Segmentation mask data
_ _ _ _

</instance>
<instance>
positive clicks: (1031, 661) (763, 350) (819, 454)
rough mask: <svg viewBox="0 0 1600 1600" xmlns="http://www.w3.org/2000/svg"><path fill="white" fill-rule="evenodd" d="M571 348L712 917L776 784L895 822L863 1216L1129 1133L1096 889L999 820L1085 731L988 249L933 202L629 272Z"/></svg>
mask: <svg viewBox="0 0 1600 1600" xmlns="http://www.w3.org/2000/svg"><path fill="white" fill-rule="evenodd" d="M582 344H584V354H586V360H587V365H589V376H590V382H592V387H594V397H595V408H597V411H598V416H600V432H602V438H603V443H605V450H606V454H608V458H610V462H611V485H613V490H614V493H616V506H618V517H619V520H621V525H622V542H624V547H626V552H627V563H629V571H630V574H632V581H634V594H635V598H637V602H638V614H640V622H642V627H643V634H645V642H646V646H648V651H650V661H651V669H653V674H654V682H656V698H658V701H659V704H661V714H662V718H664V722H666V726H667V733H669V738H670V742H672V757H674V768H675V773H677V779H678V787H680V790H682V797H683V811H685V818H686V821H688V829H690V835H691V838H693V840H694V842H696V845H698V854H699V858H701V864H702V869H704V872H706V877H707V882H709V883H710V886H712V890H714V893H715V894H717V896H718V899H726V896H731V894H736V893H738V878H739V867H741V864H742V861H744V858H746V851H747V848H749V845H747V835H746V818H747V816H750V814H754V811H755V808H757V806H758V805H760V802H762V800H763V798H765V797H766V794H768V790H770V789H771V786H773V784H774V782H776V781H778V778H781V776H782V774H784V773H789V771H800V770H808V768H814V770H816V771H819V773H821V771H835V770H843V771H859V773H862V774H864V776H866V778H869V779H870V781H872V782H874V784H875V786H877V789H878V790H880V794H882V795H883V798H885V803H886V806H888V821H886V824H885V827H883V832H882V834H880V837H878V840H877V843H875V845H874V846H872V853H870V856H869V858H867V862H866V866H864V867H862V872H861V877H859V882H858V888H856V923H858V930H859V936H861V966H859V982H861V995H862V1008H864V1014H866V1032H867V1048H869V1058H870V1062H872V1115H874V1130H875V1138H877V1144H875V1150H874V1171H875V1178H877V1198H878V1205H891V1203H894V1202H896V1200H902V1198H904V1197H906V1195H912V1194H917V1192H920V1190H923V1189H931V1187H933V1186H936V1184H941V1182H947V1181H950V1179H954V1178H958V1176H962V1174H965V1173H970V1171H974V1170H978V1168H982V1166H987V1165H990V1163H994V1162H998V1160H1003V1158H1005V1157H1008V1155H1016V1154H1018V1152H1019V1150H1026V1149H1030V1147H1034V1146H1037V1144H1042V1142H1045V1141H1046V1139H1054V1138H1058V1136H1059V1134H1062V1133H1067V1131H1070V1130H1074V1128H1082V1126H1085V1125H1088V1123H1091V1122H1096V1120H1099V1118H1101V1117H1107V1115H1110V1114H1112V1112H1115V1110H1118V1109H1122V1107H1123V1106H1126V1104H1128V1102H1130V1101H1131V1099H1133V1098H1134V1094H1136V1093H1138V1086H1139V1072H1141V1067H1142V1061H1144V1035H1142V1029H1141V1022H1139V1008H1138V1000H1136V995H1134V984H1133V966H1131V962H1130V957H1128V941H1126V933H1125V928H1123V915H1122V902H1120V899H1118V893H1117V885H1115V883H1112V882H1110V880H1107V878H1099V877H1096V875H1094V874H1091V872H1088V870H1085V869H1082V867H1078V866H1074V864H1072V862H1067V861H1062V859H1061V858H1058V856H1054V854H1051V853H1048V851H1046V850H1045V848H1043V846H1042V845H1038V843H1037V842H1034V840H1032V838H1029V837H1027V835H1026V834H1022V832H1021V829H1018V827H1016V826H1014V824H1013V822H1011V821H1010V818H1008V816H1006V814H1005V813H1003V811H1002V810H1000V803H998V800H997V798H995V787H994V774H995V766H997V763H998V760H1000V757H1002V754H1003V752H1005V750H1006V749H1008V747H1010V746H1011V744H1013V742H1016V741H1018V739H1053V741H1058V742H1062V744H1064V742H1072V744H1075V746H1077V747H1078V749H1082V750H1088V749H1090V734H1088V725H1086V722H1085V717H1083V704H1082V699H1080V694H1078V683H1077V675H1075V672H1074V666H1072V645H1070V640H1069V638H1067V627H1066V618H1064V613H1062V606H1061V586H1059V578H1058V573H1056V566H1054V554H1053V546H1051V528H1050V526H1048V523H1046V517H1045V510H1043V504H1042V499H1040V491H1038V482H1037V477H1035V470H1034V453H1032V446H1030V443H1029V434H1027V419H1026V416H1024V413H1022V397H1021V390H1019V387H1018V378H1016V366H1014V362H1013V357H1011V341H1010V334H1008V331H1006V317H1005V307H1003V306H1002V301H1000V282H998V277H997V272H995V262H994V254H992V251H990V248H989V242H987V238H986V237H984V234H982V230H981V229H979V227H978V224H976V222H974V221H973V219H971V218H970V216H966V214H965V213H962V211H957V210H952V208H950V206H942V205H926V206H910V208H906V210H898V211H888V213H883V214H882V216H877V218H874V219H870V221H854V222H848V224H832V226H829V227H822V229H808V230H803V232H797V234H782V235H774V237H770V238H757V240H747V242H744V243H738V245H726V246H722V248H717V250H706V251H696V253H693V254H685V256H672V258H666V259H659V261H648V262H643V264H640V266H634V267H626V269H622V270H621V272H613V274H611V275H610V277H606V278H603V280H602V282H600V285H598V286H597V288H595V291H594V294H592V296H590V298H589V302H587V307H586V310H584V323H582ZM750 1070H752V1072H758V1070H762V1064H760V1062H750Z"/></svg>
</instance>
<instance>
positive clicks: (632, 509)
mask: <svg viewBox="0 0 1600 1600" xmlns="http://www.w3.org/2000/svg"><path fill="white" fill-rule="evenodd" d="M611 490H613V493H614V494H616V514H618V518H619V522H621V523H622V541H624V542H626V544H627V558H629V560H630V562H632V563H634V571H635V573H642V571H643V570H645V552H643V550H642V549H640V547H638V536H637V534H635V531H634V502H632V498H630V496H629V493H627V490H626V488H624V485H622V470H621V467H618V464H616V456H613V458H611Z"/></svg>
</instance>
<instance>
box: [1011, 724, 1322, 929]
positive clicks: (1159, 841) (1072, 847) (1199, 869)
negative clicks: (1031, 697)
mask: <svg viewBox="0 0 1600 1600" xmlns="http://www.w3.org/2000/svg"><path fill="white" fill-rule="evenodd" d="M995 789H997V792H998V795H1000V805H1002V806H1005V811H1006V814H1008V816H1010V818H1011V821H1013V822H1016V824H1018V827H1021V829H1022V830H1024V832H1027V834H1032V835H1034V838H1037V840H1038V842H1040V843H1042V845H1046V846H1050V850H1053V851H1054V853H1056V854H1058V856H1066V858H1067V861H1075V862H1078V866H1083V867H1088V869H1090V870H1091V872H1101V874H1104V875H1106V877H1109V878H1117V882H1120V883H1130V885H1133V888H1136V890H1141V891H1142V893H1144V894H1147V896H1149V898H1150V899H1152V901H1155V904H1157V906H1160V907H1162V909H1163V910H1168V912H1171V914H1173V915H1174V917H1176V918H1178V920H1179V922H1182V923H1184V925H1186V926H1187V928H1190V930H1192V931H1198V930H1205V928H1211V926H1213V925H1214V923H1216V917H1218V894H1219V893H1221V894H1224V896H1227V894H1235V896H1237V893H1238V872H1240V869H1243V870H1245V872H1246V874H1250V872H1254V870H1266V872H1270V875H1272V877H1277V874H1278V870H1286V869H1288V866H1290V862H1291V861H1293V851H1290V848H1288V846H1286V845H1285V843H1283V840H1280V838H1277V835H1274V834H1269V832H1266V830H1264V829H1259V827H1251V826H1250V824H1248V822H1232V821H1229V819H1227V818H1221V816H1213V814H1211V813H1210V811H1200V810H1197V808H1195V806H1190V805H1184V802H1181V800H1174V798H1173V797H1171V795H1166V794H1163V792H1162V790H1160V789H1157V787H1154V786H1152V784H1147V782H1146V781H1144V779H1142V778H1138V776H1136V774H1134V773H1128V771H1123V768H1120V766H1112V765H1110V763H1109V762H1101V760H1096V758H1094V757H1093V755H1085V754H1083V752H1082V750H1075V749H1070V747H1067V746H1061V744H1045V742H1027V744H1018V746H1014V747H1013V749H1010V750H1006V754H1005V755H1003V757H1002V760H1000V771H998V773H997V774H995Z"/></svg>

_ _ _ _

Each line of the entries above that includes the string "positive" should be copied out.

**ANSWER TO THE PROBLEM:**
positive clicks: (1031, 661) (763, 350) (819, 454)
positive clicks: (632, 509)
positive clicks: (1159, 841) (1072, 847) (1199, 869)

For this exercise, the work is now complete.